GIVEN TEXT Block Start

Fair enough. I mean, if you’re familiar with Cold War era novels like Seven Days in May, for instance, the idea of a military coup certainly isn’t foreign to our pop culture at least. And the relatively recent militarization of our society (as distinct from the glorification of violence per se, which has always been a part of our country since before it was a country), with its often creepy fetishization of the uniform and all its trappings, does point in that direction.
I think it’s almost the other way around. It’s the “rising stars” who get sent on the US training. Those are the same people most likely to start a coup.
I think it’s fair to say that the US training appears utterly ineffective in promoting respect for democratic norms and rule of law. Which is hardly surprising when you are talking about people who have spent decades in their own cultural context getting a few lectures on a different cultural context in a classroom.
Going further back in anglosphere history, the Glorious Revolution could be seen as a military coup with really good PR (elite support was much wider than just the military, but it was the deep and broad military support that made the whole thing remotely worthwhile from William’s perspective).
This is also a good point.
They’re emphasizing democratic norms and the rule of law to people who don’t live in societies with strong democratic norms or rule of law. I agree, it isn’t going to be very sticky.
Huh, interesting. I can see that, yeah. Just like in Turkey or South Korea, too, sometimes in the short run these sorts of coups seem to be better than the alternatives. It’s the long-term implications that are problematic. In the case of the English, though, there seemed to have been a very strong desire to root the changes in a parliamentary framework rather than to perpetuate a series of coups.
And yeah, I can see the “rising stars” thing. Young officers, disenchanted with stuff, get trained by a world-class army, and go back home with lots of ideas and ambitions.
Also, I imagine the US military training programs are, well, focused on military stuff. While you might make a case for nation-building as part of that, it’s a bit heavy a load to push off on trainers who are better suited for teaching tactics, logistics, etc.
As an institution, the US Military isn’t high on democracy either. From my observations, there is a lot of respect for democracy and reverence for the constitution, in the military.

GIVEN TEXT Block End

▸ **TASK LIST**
• 1. In the discussion of military coups, which two countries are named as places where coups sometimes seemed better than the alternatives in the short run?
• 2. Reproduce part of the discussion of military coups: begin at the words containing "And yeah, I" and stop after "in the military.".
The listing after this point is separate from the discussion of military coups.

RECORDS PROVIDED Block Start

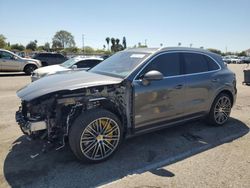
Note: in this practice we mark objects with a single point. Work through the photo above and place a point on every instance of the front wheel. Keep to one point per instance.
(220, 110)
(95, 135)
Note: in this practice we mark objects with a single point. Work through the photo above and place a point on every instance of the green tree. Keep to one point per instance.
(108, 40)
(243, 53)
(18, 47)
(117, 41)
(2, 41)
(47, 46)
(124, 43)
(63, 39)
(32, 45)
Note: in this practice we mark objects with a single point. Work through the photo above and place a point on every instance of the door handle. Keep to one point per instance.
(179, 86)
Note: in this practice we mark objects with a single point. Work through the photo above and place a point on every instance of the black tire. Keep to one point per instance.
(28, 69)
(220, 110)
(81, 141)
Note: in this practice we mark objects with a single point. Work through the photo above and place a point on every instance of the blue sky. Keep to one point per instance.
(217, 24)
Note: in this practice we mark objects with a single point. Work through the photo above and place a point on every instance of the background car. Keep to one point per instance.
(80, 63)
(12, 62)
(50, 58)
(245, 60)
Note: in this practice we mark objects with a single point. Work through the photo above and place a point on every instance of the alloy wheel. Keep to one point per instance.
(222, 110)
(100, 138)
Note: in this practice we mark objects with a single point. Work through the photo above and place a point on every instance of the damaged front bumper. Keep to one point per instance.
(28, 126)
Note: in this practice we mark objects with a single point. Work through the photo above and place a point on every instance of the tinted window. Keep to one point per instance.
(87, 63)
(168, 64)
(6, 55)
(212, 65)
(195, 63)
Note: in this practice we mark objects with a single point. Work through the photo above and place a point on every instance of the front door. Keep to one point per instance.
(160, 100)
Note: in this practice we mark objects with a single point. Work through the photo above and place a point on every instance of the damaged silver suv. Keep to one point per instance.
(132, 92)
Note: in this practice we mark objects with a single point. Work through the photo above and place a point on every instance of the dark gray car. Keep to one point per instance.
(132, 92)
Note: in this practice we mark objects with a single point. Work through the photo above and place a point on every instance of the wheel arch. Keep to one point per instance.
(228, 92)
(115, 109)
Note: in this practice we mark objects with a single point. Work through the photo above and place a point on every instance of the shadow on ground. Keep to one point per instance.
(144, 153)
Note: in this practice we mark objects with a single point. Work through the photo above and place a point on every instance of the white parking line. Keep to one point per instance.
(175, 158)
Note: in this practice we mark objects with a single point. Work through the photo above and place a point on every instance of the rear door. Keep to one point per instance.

RECORDS PROVIDED Block End
RECORDS PROVIDED Block Start

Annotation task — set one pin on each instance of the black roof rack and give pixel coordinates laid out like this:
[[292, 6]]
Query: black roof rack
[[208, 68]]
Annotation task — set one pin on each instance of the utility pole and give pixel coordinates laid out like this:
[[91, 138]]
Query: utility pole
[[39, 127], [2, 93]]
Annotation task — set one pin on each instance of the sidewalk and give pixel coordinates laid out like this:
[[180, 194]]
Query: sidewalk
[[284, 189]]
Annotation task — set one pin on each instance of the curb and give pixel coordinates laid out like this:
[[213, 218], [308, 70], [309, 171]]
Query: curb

RECORDS PROVIDED Block End
RECORDS PROVIDED Block Start

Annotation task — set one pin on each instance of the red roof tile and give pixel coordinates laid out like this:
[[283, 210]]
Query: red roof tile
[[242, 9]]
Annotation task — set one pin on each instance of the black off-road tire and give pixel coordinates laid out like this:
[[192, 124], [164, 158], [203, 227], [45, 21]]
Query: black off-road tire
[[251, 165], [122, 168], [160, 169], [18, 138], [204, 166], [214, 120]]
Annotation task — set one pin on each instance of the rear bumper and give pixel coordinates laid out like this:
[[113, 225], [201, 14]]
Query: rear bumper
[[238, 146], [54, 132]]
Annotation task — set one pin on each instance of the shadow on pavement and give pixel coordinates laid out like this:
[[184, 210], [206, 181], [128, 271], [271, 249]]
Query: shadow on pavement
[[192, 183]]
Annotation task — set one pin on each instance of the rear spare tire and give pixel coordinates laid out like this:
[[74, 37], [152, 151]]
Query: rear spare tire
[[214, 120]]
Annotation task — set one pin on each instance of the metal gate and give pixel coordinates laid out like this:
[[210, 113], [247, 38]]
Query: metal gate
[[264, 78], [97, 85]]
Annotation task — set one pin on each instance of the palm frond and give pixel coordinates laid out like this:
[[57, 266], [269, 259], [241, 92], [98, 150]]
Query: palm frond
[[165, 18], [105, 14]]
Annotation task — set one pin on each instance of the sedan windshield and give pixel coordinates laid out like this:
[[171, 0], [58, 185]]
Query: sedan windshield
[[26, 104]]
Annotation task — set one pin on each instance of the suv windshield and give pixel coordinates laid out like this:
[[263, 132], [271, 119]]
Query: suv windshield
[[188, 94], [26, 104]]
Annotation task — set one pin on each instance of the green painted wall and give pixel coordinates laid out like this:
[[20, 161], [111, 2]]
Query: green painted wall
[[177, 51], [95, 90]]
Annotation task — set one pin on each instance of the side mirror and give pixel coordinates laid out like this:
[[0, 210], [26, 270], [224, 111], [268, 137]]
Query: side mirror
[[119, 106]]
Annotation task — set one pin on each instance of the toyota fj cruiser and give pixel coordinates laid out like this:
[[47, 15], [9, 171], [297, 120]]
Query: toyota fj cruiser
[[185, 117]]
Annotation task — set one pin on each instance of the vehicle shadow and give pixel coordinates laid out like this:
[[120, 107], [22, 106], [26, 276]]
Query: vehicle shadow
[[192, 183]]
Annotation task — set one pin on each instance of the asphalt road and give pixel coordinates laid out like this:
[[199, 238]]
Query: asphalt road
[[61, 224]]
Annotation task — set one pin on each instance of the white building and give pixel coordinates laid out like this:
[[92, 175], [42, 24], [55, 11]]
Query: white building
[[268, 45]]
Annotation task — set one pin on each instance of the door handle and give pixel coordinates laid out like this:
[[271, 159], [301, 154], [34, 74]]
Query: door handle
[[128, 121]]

RECORDS PROVIDED Block End

▸ **SOLUTIONS TO THE PROBLEMS**
• 1. Turkey and South Korea.

• 2.
And yeah, I can see the “rising stars” thing. Young officers, disenchanted with stuff, get trained by a world-class army, and go back home with lots of ideas and ambitions.
Also, I imagine the US military training programs are, well, focused on military stuff. While you might make a case for nation-building as part of that, it’s a bit heavy a load to push off on trainers who are better suited for teaching tactics, logistics, etc.
As an institution, the US Military isn’t high on democracy either. From my observations, there is a lot of respect for democracy and reverence for the constitution, in the military.